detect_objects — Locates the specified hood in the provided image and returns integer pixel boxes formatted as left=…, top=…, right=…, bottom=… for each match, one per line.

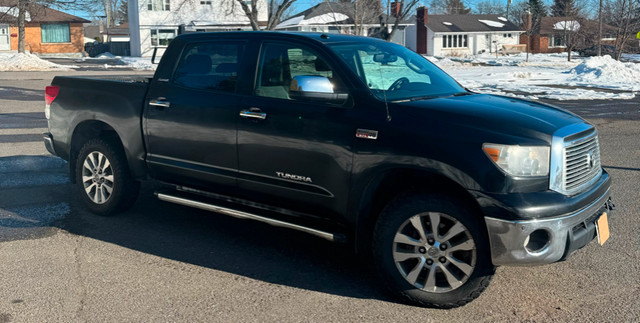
left=395, top=93, right=584, bottom=144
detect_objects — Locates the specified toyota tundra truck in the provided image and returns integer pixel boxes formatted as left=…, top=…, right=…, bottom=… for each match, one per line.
left=43, top=32, right=614, bottom=308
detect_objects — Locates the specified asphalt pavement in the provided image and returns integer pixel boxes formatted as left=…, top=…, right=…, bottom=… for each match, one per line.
left=0, top=71, right=638, bottom=322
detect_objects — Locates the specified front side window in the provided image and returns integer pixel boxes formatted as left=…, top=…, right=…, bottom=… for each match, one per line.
left=148, top=0, right=170, bottom=11
left=255, top=42, right=344, bottom=101
left=41, top=24, right=70, bottom=43
left=150, top=29, right=176, bottom=47
left=173, top=42, right=244, bottom=93
left=330, top=42, right=466, bottom=101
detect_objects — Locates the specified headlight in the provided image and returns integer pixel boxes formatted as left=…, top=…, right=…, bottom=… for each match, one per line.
left=483, top=144, right=550, bottom=177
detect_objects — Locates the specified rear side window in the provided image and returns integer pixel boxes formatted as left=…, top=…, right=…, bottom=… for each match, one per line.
left=173, top=42, right=245, bottom=93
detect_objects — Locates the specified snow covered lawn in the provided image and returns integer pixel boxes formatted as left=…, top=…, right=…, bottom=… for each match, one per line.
left=75, top=53, right=156, bottom=71
left=430, top=53, right=640, bottom=100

**********

In the records above, return precisely the line containing "detect_objects — Locates the specified snow" and each line that comes after it, up to the final one.

• **Written solution**:
detect_objects — Locates the specified snow covered lawn in the provided image and returns integer pixel boxes formatted as left=…, top=…, right=…, bottom=… for each match, one per line.
left=75, top=53, right=156, bottom=71
left=430, top=53, right=640, bottom=100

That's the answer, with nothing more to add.